═══ Extrait du document

Ils ont fondé la plateforme Art Reoriented en 2009 et assuré de nombreux commissariats d’exposition, de Paris à Doha, en passant par Venise, où ils sont cette année commissaires du Pavillon français. Récemment nommés directeurs de la Hamburger Bahnhof – Museum für Gegenwart, à Berlin, Sam Bardaouil et Till Fellrath mettent au jour des liens peu connus entre Lyon et Beyrouth, en associant recherches documentaires, destins individuels, fiction et mémoire collective.
Étiez-vous familiers de la ville de Lyon ?
Quand nous avons été invités à assurer le commissariat de la Biennale d’art contemporain, nous avons découvert que Lyon est une ville relativement mal connue, à propos de laquelle circulent beaucoup de clichés. On parle de la gastronomie ou des frères Lumière, mais elle a aussi vécu de nombreuses histoires passionnantes sur lesquelles nous avons voulu nous pencher, qui nous intéressent même davantage que celles déjà connues. Et nous avons cherché des liens inattendus entre Lyon et d’autres villes, pour mettre un miroir face à ces lieux.
Que représente pour vous la Biennale de Lyon, qui est aujourd’hui sérieusement menacée en tant qu’événement majeur de la scène artistique internationale ?
L’enjeu de cette Biennale est évidemment de faire découvrir des artistes qui produisent des œuvres d’un haut niveau d’exigence – nous avons en mémoire, par exemple, les installation de Hans Haacke et de Céleste Boursier Mougenot, en 2017. Mais la façon dont la Biennale a réussi à associer toute la région à sa programmation est aussi l’un des axes très originaux de cet événement. Cela n’existe pas ailleurs et permet de suggérer la vision que les acteurs du monde artistique et culturel en France ont du contemporain. On a parfois eu l’impression qu’il y avait un décalage entre la France et d’autres pays en matière de forme, de politique, de représentations… Une biennale donne précisément la possibilité d’avoir accès à un autre point de vue, que les commissaires soient issus du monde francophone ou anglophone.
Un exemple ?
Dans la précédente édition, j’ai eu l’impression qu’un accent était mis sur les commandes à des artistes dans le domaine des « beaux-arts », en sculpture ou en peinture, une sorte de continuation d’un discours très français, philosophique et littéraire : l’expression française de l’art suivant une généalogie. Nous avons trouvé que la plupart des œuvres exposées plaçaient le discours politique au second plan. Ce n’était pas de l’art engagé avant tout, mais plutôt un exercice d’exploration formelle, dans lequel la politique a presque semblé manquante. Aujourd’hui, il arrive souvent que la forme d’une œuvre soit anecdotique par rapport à sa dimension politique. Là, c’était presque l’inverse : des formes très abouties, mais un manque de prise en compte de la situation politique…
Que désignez-vous par cette fragilité dans son titre, manifesto of fragility ?

══════

Consignes
**1.** D'après l'entretien, pourquoi les commissaires ont-ils choisi de s'intéresser aux histoires moins connues de Lyon ? Répondez en une à trois phrases.
**2.** Recopiez le passage de l'entretien situé entre « Un exemple ? » et « of fragility ? », ces deux bornes comprises.
Les entrées n'interviennent pas dans ce travail.

═══ Données extraites

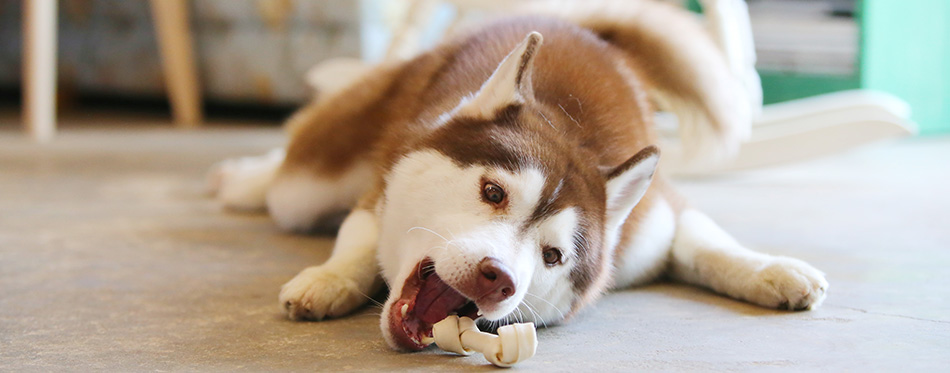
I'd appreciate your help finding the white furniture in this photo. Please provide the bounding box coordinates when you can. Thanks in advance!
[23,0,201,142]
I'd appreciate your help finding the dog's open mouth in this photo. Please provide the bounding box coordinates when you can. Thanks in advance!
[389,258,478,350]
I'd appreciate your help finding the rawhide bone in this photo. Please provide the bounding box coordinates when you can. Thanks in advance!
[432,315,538,368]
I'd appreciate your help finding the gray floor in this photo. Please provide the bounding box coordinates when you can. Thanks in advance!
[0,119,950,371]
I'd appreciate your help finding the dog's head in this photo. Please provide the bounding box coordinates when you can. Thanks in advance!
[379,33,658,350]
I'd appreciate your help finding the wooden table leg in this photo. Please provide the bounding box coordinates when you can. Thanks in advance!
[23,0,57,142]
[151,0,201,127]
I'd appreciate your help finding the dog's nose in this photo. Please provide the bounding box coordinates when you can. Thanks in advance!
[475,257,515,303]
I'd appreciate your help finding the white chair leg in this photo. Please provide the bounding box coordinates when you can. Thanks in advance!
[23,0,57,142]
[151,0,201,127]
[663,90,917,176]
[701,0,762,117]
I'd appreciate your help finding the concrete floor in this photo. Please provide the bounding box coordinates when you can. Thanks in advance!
[0,117,950,371]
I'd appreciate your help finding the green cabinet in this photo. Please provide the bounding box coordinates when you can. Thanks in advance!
[688,0,950,134]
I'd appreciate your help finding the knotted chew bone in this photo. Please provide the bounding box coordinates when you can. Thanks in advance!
[432,315,538,368]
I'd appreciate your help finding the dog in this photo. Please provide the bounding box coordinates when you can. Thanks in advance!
[214,1,828,351]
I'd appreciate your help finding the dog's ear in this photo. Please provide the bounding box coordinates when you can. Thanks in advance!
[456,31,543,118]
[605,145,660,232]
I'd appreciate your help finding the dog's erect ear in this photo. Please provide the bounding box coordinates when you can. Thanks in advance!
[605,145,660,232]
[456,31,542,119]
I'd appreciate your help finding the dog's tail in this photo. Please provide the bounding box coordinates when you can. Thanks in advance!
[524,0,755,157]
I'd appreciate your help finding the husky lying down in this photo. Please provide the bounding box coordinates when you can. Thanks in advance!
[210,1,828,350]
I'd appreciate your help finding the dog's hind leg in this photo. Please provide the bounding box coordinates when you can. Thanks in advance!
[671,209,828,310]
[279,203,383,320]
[266,162,374,233]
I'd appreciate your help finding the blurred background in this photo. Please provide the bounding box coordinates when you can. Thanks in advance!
[0,0,950,372]
[0,0,950,138]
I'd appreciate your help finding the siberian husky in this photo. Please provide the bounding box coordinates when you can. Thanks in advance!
[210,1,828,350]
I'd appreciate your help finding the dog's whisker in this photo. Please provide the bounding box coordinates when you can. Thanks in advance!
[525,292,564,319]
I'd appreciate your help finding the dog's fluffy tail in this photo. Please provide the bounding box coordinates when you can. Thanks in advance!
[524,0,754,158]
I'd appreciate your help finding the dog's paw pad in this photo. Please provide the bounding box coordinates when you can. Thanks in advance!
[280,267,369,320]
[749,257,828,311]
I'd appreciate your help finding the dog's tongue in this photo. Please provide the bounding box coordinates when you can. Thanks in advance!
[415,273,468,324]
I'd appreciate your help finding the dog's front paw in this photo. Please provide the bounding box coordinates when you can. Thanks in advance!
[207,149,284,210]
[747,257,828,311]
[280,266,372,320]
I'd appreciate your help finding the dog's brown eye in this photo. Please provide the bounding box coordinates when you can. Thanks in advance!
[541,247,561,266]
[482,183,505,205]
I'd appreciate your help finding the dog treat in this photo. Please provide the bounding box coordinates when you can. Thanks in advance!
[432,315,538,368]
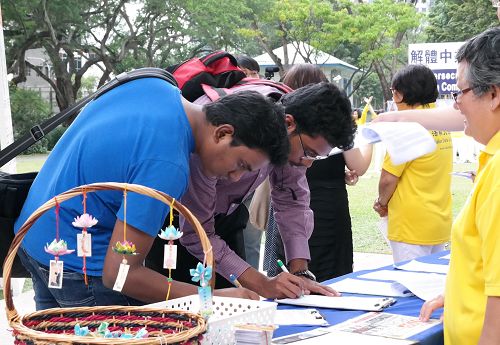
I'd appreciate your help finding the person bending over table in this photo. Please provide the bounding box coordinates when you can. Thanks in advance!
[373,65,453,263]
[148,82,356,298]
[15,78,289,310]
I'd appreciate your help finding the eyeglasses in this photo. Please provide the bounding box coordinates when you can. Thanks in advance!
[451,87,473,102]
[297,132,329,161]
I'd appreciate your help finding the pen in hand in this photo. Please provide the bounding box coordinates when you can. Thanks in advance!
[277,259,304,297]
[229,274,241,288]
[278,259,290,273]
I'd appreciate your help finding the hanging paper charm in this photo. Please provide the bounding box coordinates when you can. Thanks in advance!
[44,239,75,257]
[112,188,138,292]
[44,198,75,289]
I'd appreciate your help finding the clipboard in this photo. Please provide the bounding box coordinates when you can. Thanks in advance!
[276,295,396,311]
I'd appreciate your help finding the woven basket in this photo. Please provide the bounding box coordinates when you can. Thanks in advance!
[3,182,215,345]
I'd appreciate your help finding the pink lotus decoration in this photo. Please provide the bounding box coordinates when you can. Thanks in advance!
[44,239,75,256]
[111,241,138,255]
[71,213,97,228]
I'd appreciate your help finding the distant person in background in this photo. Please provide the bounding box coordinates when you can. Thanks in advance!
[266,64,372,281]
[236,55,263,270]
[236,55,260,79]
[373,65,453,263]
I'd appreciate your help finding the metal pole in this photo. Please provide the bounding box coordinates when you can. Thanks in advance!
[0,6,16,173]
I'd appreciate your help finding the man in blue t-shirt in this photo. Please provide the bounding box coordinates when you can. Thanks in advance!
[15,78,289,309]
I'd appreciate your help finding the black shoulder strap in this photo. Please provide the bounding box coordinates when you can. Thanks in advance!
[0,67,177,167]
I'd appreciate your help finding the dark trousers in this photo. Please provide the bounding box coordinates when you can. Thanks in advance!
[145,204,248,289]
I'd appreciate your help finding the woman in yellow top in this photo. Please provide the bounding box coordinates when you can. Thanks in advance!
[373,65,453,262]
[378,27,500,345]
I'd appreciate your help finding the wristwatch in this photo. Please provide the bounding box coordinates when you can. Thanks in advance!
[293,270,316,282]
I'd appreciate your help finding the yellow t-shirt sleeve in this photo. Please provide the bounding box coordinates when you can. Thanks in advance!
[382,153,408,177]
[476,156,500,296]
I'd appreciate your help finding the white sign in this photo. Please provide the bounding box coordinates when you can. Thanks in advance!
[408,42,464,95]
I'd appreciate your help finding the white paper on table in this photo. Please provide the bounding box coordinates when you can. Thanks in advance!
[274,309,329,326]
[327,313,440,339]
[397,273,446,301]
[394,260,448,274]
[328,278,413,297]
[358,270,446,281]
[361,122,436,165]
[272,328,418,345]
[275,295,396,311]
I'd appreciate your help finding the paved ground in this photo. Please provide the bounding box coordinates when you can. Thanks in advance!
[0,253,392,345]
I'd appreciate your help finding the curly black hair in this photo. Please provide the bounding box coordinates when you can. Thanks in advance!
[203,91,290,165]
[281,82,356,150]
[391,65,439,106]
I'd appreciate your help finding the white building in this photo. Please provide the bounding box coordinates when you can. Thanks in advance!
[18,48,103,113]
[254,42,359,94]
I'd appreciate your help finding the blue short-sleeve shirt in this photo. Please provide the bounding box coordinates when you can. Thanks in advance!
[15,78,195,276]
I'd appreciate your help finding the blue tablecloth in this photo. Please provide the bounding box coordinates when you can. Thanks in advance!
[273,251,449,345]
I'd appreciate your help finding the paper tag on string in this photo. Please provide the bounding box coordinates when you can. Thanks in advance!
[113,262,130,292]
[163,244,177,270]
[198,286,213,318]
[76,232,92,257]
[48,260,64,289]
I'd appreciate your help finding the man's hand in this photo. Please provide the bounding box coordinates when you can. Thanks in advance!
[344,170,359,186]
[420,295,444,321]
[214,287,260,301]
[262,272,310,298]
[300,277,340,297]
[373,199,388,217]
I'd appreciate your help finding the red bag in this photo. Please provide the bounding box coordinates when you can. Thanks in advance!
[167,50,246,102]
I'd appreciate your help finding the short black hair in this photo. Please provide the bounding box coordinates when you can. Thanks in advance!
[281,82,356,150]
[456,26,500,96]
[391,65,439,106]
[236,55,260,72]
[203,91,290,165]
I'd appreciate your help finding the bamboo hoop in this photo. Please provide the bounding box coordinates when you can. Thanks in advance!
[3,182,215,345]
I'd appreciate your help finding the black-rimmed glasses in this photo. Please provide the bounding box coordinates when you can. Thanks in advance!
[451,87,473,102]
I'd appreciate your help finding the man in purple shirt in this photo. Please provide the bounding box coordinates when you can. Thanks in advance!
[147,83,356,298]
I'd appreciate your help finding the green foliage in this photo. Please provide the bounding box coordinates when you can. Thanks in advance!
[425,0,498,42]
[353,73,385,110]
[10,88,50,154]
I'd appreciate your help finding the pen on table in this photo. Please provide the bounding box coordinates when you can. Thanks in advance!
[278,259,290,273]
[229,274,241,287]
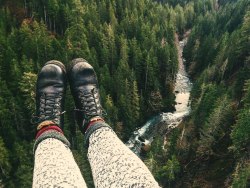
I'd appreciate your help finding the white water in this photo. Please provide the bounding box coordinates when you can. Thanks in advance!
[126,39,192,156]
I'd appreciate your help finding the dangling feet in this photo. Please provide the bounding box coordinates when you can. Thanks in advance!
[68,58,107,133]
[31,60,66,145]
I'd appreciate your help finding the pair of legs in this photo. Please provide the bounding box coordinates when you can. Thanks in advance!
[33,59,159,188]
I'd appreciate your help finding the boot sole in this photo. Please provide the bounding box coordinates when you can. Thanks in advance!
[44,60,66,74]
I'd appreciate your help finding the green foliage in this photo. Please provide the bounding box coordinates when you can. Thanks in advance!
[0,137,11,179]
[161,155,180,181]
[232,161,250,188]
[0,0,180,187]
[197,96,233,156]
[231,80,250,153]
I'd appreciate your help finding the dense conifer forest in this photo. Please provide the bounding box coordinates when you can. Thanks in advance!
[0,0,250,187]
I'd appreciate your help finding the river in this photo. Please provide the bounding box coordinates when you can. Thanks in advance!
[126,36,192,156]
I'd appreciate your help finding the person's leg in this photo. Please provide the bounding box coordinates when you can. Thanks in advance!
[69,58,159,188]
[88,125,159,188]
[33,61,87,187]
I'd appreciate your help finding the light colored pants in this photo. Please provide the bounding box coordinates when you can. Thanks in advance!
[33,127,159,188]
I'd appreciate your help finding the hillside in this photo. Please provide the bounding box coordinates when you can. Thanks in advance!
[0,0,250,187]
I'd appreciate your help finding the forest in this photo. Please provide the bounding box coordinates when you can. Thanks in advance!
[0,0,250,188]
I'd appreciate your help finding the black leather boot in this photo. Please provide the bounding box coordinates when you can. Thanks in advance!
[32,60,66,128]
[68,58,104,133]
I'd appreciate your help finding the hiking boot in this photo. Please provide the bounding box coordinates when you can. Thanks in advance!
[68,58,104,133]
[31,60,66,129]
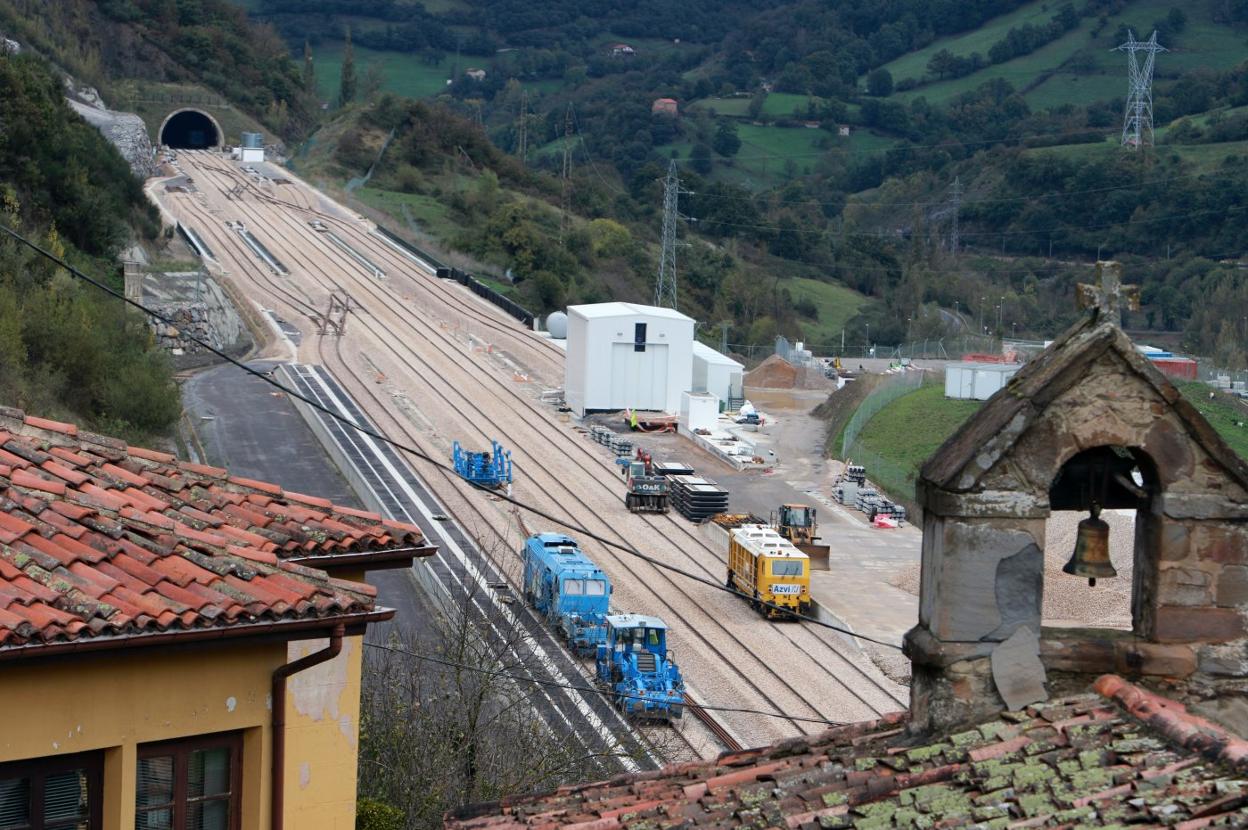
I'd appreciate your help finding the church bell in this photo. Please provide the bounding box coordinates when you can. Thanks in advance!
[1062,503,1118,585]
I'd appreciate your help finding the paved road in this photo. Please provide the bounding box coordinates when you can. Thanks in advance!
[182,362,434,639]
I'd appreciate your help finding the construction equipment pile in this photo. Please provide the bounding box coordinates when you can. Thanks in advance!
[589,424,633,458]
[832,463,906,527]
[668,476,728,522]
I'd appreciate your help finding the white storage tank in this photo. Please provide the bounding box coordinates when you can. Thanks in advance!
[945,362,1022,401]
[691,341,745,401]
[238,132,265,162]
[563,302,694,416]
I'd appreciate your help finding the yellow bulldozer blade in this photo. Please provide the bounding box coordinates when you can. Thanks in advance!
[794,544,832,570]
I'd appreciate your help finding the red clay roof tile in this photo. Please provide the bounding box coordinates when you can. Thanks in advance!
[41,461,91,484]
[226,476,282,496]
[9,469,65,496]
[26,416,77,436]
[100,464,149,487]
[126,447,177,464]
[444,678,1248,830]
[178,461,230,478]
[0,409,424,652]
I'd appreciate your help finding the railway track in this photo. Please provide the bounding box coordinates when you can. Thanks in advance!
[175,152,902,716]
[182,157,909,714]
[165,150,904,748]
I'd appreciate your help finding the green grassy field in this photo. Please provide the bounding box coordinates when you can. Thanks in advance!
[780,277,870,344]
[884,0,1057,81]
[689,92,824,120]
[1023,136,1248,170]
[885,0,1248,109]
[312,44,489,101]
[1179,381,1248,458]
[857,383,981,481]
[1022,72,1127,111]
[713,124,836,190]
[354,187,458,240]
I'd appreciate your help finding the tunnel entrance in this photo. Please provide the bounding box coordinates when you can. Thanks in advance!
[160,110,221,150]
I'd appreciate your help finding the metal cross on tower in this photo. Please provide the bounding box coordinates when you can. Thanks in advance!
[654,159,689,311]
[1075,261,1139,325]
[1111,29,1167,150]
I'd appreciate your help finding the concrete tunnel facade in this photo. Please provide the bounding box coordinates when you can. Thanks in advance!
[158,107,225,150]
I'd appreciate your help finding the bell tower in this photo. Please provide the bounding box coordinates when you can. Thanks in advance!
[905,262,1248,730]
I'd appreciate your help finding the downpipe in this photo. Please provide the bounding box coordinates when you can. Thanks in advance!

══════

Réponses
**1.** Ils ont découvert que Lyon est une ville relativement mal connue, à propos de laquelle circulent beaucoup de clichés, comme la gastronomie ou les frères Lumière. Or elle a vécu de nombreuses histoires passionnantes, qui les intéressent même davantage que celles déjà connues.

**2.**
Un exemple ?
Dans la précédente édition, j’ai eu l’impression qu’un accent était mis sur les commandes à des artistes dans le domaine des « beaux-arts », en sculpture ou en peinture, une sorte de continuation d’un discours très français, philosophique et littéraire : l’expression française de l’art suivant une généalogie. Nous avons trouvé que la plupart des œuvres exposées plaçaient le discours politique au second plan. Ce n’était pas de l’art engagé avant tout, mais plutôt un exercice d’exploration formelle, dans lequel la politique a presque semblé manquante. Aujourd’hui, il arrive souvent que la forme d’une œuvre soit anecdotique par rapport à sa dimension politique. Là, c’était presque l’inverse : des formes très abouties, mais un manque de prise en compte de la situation politique…
Que désignez-vous par cette fragilité dans son titre, manifesto of fragility ?